Please count the lines of the records below that contain the string "negative", treating uppercase and lowercase as different, and give only the number.

# Given data
/---

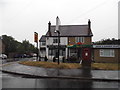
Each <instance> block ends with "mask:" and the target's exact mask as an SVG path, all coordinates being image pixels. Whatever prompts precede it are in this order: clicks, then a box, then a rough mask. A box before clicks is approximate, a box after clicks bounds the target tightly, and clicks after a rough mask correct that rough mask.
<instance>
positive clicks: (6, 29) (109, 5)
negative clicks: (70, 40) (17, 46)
mask: <svg viewBox="0 0 120 90" xmlns="http://www.w3.org/2000/svg"><path fill="white" fill-rule="evenodd" d="M118 1H119V0H0V29H1V31H0V35H2V34H7V35H10V36H13V37H14V38H15V39H16V40H18V41H22V40H24V39H27V40H29V41H30V42H31V43H34V40H33V35H34V32H35V31H36V32H38V33H39V37H41V35H43V34H45V33H46V32H47V29H48V26H47V25H48V22H49V21H51V23H52V25H55V20H56V16H59V18H60V20H61V24H62V25H73V24H77V25H80V24H87V21H88V19H91V22H92V31H93V34H94V36H93V41H98V40H101V39H105V38H118Z"/></svg>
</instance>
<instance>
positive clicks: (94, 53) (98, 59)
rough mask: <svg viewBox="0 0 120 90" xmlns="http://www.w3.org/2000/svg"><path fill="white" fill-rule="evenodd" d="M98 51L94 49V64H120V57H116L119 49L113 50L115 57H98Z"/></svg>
mask: <svg viewBox="0 0 120 90" xmlns="http://www.w3.org/2000/svg"><path fill="white" fill-rule="evenodd" d="M99 50H100V49H96V48H94V49H93V51H94V60H95V62H106V63H118V61H119V62H120V56H119V55H118V54H119V52H120V49H114V53H115V57H100V51H99Z"/></svg>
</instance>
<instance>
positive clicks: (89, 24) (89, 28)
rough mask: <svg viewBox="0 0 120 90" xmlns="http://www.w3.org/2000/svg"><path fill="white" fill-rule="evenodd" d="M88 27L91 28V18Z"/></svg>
mask: <svg viewBox="0 0 120 90" xmlns="http://www.w3.org/2000/svg"><path fill="white" fill-rule="evenodd" d="M88 28H89V29H91V21H90V19H89V20H88Z"/></svg>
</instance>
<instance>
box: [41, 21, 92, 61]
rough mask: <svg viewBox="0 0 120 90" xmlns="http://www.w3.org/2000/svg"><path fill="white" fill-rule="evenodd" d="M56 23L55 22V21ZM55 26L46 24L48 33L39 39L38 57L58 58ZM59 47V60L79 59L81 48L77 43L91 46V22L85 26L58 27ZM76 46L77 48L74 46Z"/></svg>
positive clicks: (91, 39) (86, 24) (57, 40)
mask: <svg viewBox="0 0 120 90" xmlns="http://www.w3.org/2000/svg"><path fill="white" fill-rule="evenodd" d="M56 22H57V21H56ZM56 26H57V25H51V23H50V22H49V23H48V32H47V33H46V35H43V36H42V37H41V38H40V41H39V42H40V56H41V57H45V56H47V58H48V60H52V59H53V57H57V56H58V33H55V30H56ZM57 28H59V32H60V47H59V58H60V60H62V58H63V57H65V59H68V58H69V57H71V56H76V57H77V58H81V54H82V53H81V48H80V47H79V45H78V44H79V43H83V44H84V45H91V42H92V36H93V34H92V32H91V22H90V20H89V21H88V24H86V25H59V27H57ZM76 45H78V46H76Z"/></svg>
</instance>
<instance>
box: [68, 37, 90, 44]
mask: <svg viewBox="0 0 120 90" xmlns="http://www.w3.org/2000/svg"><path fill="white" fill-rule="evenodd" d="M75 38H76V37H69V38H68V44H69V45H74V44H76V43H77V42H76V39H75ZM91 42H92V38H91V37H84V44H87V45H90V44H91Z"/></svg>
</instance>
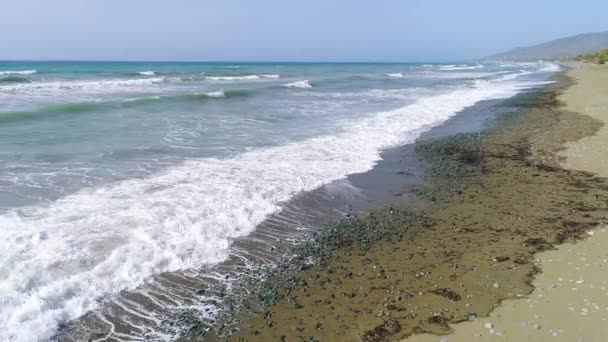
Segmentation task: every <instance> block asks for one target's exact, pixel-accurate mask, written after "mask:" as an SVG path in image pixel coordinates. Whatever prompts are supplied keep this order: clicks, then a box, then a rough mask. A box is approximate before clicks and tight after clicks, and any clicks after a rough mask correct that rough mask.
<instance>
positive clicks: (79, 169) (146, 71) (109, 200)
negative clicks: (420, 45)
mask: <svg viewBox="0 0 608 342" xmlns="http://www.w3.org/2000/svg"><path fill="white" fill-rule="evenodd" d="M558 70H559V67H558V66H557V65H554V64H550V63H544V62H537V63H483V64H480V63H466V64H462V63H455V64H447V63H442V64H429V63H390V64H389V63H380V64H379V63H242V62H239V63H237V62H234V63H173V62H0V170H1V172H0V251H1V253H0V340H2V341H46V340H49V339H58V340H75V341H77V340H79V339H84V340H86V339H90V340H97V341H136V340H146V341H171V340H174V339H175V338H176V337H178V336H180V334H182V333H183V331H182V329H181V328H180V324H177V323H174V322H176V321H178V320H177V318H176V317H180V316H179V315H180V313H182V312H183V311H184V310H188V312H189V313H194V315H195V316H197V319H200V320H206V321H211V322H212V321H213V320H214V319H215V318H216V317H217V316H218V315H221V314H222V313H224V312H225V311H226V310H227V309H226V303H225V299H224V298H223V297H222V298H218V296H216V295H210V294H206V293H205V292H204V291H200V284H202V283H205V284H208V283H214V284H216V285H217V284H220V285H222V284H223V285H222V286H224V288H226V289H227V290H226V291H228V292H230V291H231V289H236V288H238V286H237V285H236V283H238V282H239V281H238V279H239V276H240V275H242V274H244V273H246V271H243V270H244V269H246V270H248V272H249V273H251V270H255V269H258V268H259V267H262V266H267V265H264V264H267V263H268V262H269V261H268V260H269V259H268V258H266V257H260V255H261V254H264V253H260V252H255V251H247V249H248V248H253V246H254V245H255V244H254V242H253V241H252V242H251V244H247V243H246V241H247V239H248V238H251V239H254V237H253V236H252V233H254V232H255V231H256V227H258V225H259V224H260V223H262V222H263V221H264V220H266V219H268V218H269V217H271V216H273V215H277V214H278V213H280V212H282V211H284V210H285V209H286V203H288V202H289V201H291V200H293V199H294V198H295V197H296V196H298V195H300V194H302V193H304V192H307V191H311V190H314V189H318V188H319V187H321V186H326V185H328V184H331V183H332V182H334V181H337V180H341V179H344V178H345V177H347V176H348V175H352V174H356V173H363V172H366V171H369V170H371V169H372V168H373V167H374V165H376V163H377V162H378V161H380V160H381V159H382V151H383V150H386V149H388V148H391V147H395V146H400V145H405V144H411V143H413V142H414V141H415V140H416V139H417V138H418V137H419V136H420V135H421V134H422V133H424V132H426V131H428V130H430V129H431V128H433V127H436V126H438V125H440V124H442V123H443V122H445V121H446V120H448V119H450V118H451V117H453V116H454V115H456V114H457V113H458V112H460V111H462V110H463V109H465V108H469V107H471V106H474V105H475V104H476V103H479V102H481V101H485V100H493V99H503V98H508V97H511V96H514V95H515V94H517V93H519V92H521V91H525V90H526V89H531V88H535V87H539V86H542V85H544V84H547V83H548V82H550V81H549V78H550V76H551V75H552V74H553V73H554V72H556V71H558ZM290 210H297V208H296V209H293V208H291V209H290ZM290 224H292V226H294V227H296V230H298V228H297V227H299V225H298V222H290ZM274 231H275V232H276V234H275V238H277V239H279V238H280V239H287V240H289V239H290V237H289V236H286V235H282V234H281V229H280V225H279V227H278V228H276V229H275V230H274ZM271 235H272V234H271ZM255 238H258V237H255ZM236 240H239V241H245V243H241V245H240V248H238V249H237V248H235V246H234V242H235V241H236ZM248 246H249V247H248ZM248 253H253V254H256V253H257V254H256V255H257V257H253V256H249V254H248ZM265 253H266V252H265ZM270 254H271V253H270ZM231 258H232V259H235V258H237V259H242V262H240V263H235V262H232V263H229V264H226V262H227V260H231ZM229 275H230V276H229ZM172 322H173V323H172Z"/></svg>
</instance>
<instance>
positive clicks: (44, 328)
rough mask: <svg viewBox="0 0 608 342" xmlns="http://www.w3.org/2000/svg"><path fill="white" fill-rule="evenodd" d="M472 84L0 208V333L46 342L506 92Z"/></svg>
mask: <svg viewBox="0 0 608 342" xmlns="http://www.w3.org/2000/svg"><path fill="white" fill-rule="evenodd" d="M515 89H516V88H515V86H514V85H512V84H509V83H505V84H501V83H490V82H486V83H478V84H477V85H476V86H475V87H473V88H463V89H461V90H457V91H454V92H451V93H448V94H444V95H438V96H433V97H427V98H422V99H420V100H419V101H418V102H417V103H414V104H412V105H409V106H406V107H403V108H400V109H397V110H393V111H387V112H382V113H376V114H375V115H372V116H370V117H368V118H366V119H363V120H361V121H359V122H356V123H353V124H351V125H350V126H348V127H345V128H344V129H343V131H341V132H339V133H336V134H335V135H326V136H321V137H317V138H312V139H308V140H304V141H300V142H296V143H291V144H288V145H283V146H278V147H272V148H265V149H259V150H254V151H250V152H246V153H243V154H240V155H237V156H234V157H232V158H228V159H213V158H206V159H194V160H189V161H187V162H184V163H183V164H181V165H179V166H176V167H174V168H172V169H169V170H167V171H165V172H164V173H162V174H158V175H156V176H153V177H149V178H146V179H138V180H128V181H123V182H120V183H117V184H114V185H111V186H105V187H100V188H95V189H86V190H82V191H80V192H78V193H75V194H73V195H70V196H67V197H64V198H63V199H60V200H58V201H56V202H54V203H52V204H50V205H48V206H36V207H28V208H21V209H19V210H13V211H9V212H7V213H6V214H4V215H2V216H0V226H1V227H2V235H1V237H0V246H1V248H2V253H1V254H0V275H1V277H0V327H2V329H0V340H2V341H42V340H47V339H48V338H50V337H51V336H52V335H53V333H54V332H55V331H56V329H57V327H58V325H59V324H60V323H61V322H65V321H67V320H70V319H75V318H77V317H79V316H81V315H83V314H84V313H86V312H87V311H89V310H92V309H94V308H95V307H96V306H97V305H98V300H99V299H100V298H108V297H110V296H112V295H116V294H117V293H118V292H119V291H121V290H123V289H127V288H135V287H138V286H140V285H142V284H144V283H145V282H146V281H147V280H148V279H150V276H151V275H154V274H158V273H161V272H167V271H175V270H179V269H196V268H198V267H200V266H201V265H202V264H209V263H217V262H220V261H222V260H224V259H225V258H226V257H227V253H228V251H229V246H230V244H231V241H232V240H233V239H234V238H236V237H240V236H244V235H247V234H249V233H251V232H252V231H253V230H254V229H255V227H256V225H257V224H259V223H260V222H262V221H263V220H264V219H265V218H266V217H268V216H269V215H271V214H273V213H276V212H277V211H279V210H281V207H280V204H281V203H282V202H284V201H287V200H289V199H290V198H292V197H293V196H294V195H295V194H297V193H298V192H301V191H308V190H312V189H315V188H317V187H319V186H321V185H323V184H327V183H329V182H331V181H334V180H337V179H342V178H344V177H346V176H347V175H349V174H351V173H358V172H364V171H367V170H369V169H371V168H372V167H373V166H374V165H375V163H376V162H377V161H378V160H379V159H380V158H381V157H380V151H381V149H383V148H387V147H390V146H395V145H398V144H404V143H411V142H413V141H414V140H415V139H416V138H417V137H418V136H419V135H420V134H421V133H422V132H424V131H426V130H428V129H430V128H431V127H433V126H435V125H438V124H440V123H442V122H443V121H445V120H447V119H448V118H450V117H451V116H453V115H454V114H455V113H456V112H458V111H460V110H462V109H464V108H466V107H468V106H471V105H473V104H475V103H476V102H478V101H480V100H484V99H489V98H497V97H506V96H511V95H513V94H514V93H515V92H516V90H515Z"/></svg>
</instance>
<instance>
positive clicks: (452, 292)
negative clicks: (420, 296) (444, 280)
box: [430, 288, 462, 302]
mask: <svg viewBox="0 0 608 342" xmlns="http://www.w3.org/2000/svg"><path fill="white" fill-rule="evenodd" d="M430 292H431V293H432V294H434V295H437V296H441V297H444V298H447V299H449V300H451V301H452V302H457V301H459V300H461V299H462V296H460V295H459V294H458V293H456V292H454V291H452V290H450V289H447V288H440V289H436V290H433V291H430Z"/></svg>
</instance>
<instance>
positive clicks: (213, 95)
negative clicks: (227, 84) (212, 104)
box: [204, 90, 226, 97]
mask: <svg viewBox="0 0 608 342" xmlns="http://www.w3.org/2000/svg"><path fill="white" fill-rule="evenodd" d="M204 95H206V96H208V97H225V96H226V94H224V92H223V91H221V90H220V91H212V92H208V93H204Z"/></svg>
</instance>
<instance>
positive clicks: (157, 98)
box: [124, 95, 160, 102]
mask: <svg viewBox="0 0 608 342" xmlns="http://www.w3.org/2000/svg"><path fill="white" fill-rule="evenodd" d="M148 100H160V95H155V96H143V97H134V98H130V99H125V100H124V102H137V101H148Z"/></svg>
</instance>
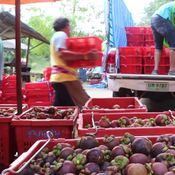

\---

# Reply to the exercise
4